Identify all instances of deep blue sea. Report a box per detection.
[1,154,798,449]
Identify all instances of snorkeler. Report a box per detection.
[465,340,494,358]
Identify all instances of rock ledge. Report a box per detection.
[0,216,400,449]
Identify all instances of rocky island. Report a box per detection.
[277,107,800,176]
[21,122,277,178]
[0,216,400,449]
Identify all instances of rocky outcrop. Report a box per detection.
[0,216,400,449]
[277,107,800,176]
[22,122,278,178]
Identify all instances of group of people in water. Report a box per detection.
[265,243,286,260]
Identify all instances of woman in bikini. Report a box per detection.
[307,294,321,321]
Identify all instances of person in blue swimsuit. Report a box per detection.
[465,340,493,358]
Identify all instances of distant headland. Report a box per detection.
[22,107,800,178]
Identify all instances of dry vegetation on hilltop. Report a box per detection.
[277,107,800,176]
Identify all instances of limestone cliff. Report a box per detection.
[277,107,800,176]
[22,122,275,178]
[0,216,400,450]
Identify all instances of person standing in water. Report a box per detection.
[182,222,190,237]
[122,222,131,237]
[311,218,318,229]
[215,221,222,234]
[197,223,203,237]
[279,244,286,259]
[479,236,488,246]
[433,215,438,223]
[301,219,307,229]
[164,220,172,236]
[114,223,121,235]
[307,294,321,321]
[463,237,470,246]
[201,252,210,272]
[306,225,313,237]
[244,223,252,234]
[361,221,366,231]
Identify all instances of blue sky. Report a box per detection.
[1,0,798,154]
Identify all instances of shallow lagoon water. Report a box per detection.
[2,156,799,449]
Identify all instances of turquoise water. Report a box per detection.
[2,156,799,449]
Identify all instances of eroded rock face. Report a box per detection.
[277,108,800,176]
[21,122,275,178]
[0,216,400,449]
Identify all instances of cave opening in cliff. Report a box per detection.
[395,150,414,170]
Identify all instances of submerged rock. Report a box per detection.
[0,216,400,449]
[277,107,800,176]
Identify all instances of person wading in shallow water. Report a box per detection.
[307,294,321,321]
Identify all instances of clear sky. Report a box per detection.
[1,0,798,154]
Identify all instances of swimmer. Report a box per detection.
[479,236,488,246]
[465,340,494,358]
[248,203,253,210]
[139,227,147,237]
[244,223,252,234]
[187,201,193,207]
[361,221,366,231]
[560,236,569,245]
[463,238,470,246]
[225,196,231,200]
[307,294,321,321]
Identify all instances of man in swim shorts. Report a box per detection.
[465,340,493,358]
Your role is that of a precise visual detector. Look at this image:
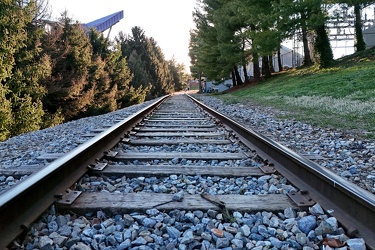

☆ ☆ ☆ ☆

> _Problem details_
Every line above should be copied exactly; do not carry over the pictures.

> _Solution to this problem_
Identify all instances of deep blue sea. Report a box per detection.
[1,154,798,449]
Identify all instances of snorkeler. Report a box per detection.
[465,340,494,358]
Identify all instances of rock ledge. Report a box per detection.
[0,216,400,449]
Identify all instances of rocky island. Report a box per detection.
[277,107,800,176]
[21,122,277,178]
[0,216,400,449]
Identify all instances of rocky outcrop. Report a box per detection.
[0,216,400,449]
[277,107,800,176]
[22,122,278,178]
Identify all instances of group of people in water. Report a box per detection.
[265,243,286,260]
Identify all instances of woman in bikini. Report a box per detection.
[307,294,321,321]
Identify all instances of person in blue swimsuit. Report a box per detection.
[465,340,493,358]
Identify all instances of distant headland. Report a box per detection.
[22,107,800,178]
Identify all instances of dry vegetation on hilltop. Report a box per detection.
[277,107,800,176]
Identify all instances of limestone cliff. Report a box per detection.
[277,107,800,176]
[22,122,275,178]
[0,216,400,450]
Identify all instances of person standing in water. Report a box per detection.
[182,222,190,237]
[122,222,131,237]
[311,218,318,229]
[215,221,222,234]
[197,223,203,237]
[279,244,286,259]
[479,236,488,246]
[433,215,438,223]
[301,219,307,229]
[164,220,172,236]
[114,223,121,235]
[307,294,321,321]
[463,237,470,246]
[201,252,210,272]
[306,225,313,237]
[244,223,252,234]
[361,221,366,231]
Identify all instances of blue sky. Report a box per detection.
[1,0,798,154]
Identify all instances of shallow lagoon water. Report a box per detection.
[2,156,799,449]
Identify all instances of turquoise water. Report a box per detection.
[2,156,799,449]
Identify all instances of eroded rock face. Report a box per detection.
[277,108,800,176]
[21,122,275,178]
[0,216,400,449]
Identify all instances of cave opening in cliff. Report a box per detection.
[395,150,414,170]
Identify all instances of submerged rock. Report a box per detection.
[0,216,400,449]
[277,107,800,176]
Identify all instances of person wading in shallow water. Report a box per detection.
[307,294,321,321]
Identify all instances of clear sky. Report a box per detection.
[1,0,798,154]
Identify all instances of swimmer. Report a box per detection.
[479,236,488,246]
[465,340,494,358]
[248,203,253,210]
[139,227,147,237]
[244,223,252,234]
[187,201,193,207]
[361,221,366,231]
[560,236,569,245]
[463,238,470,246]
[225,196,231,200]
[307,294,321,321]
Identify all instances of man in swim shorts. Report a box per detection.
[465,340,493,358]
Your role is that of a precise visual detector. Look at this image:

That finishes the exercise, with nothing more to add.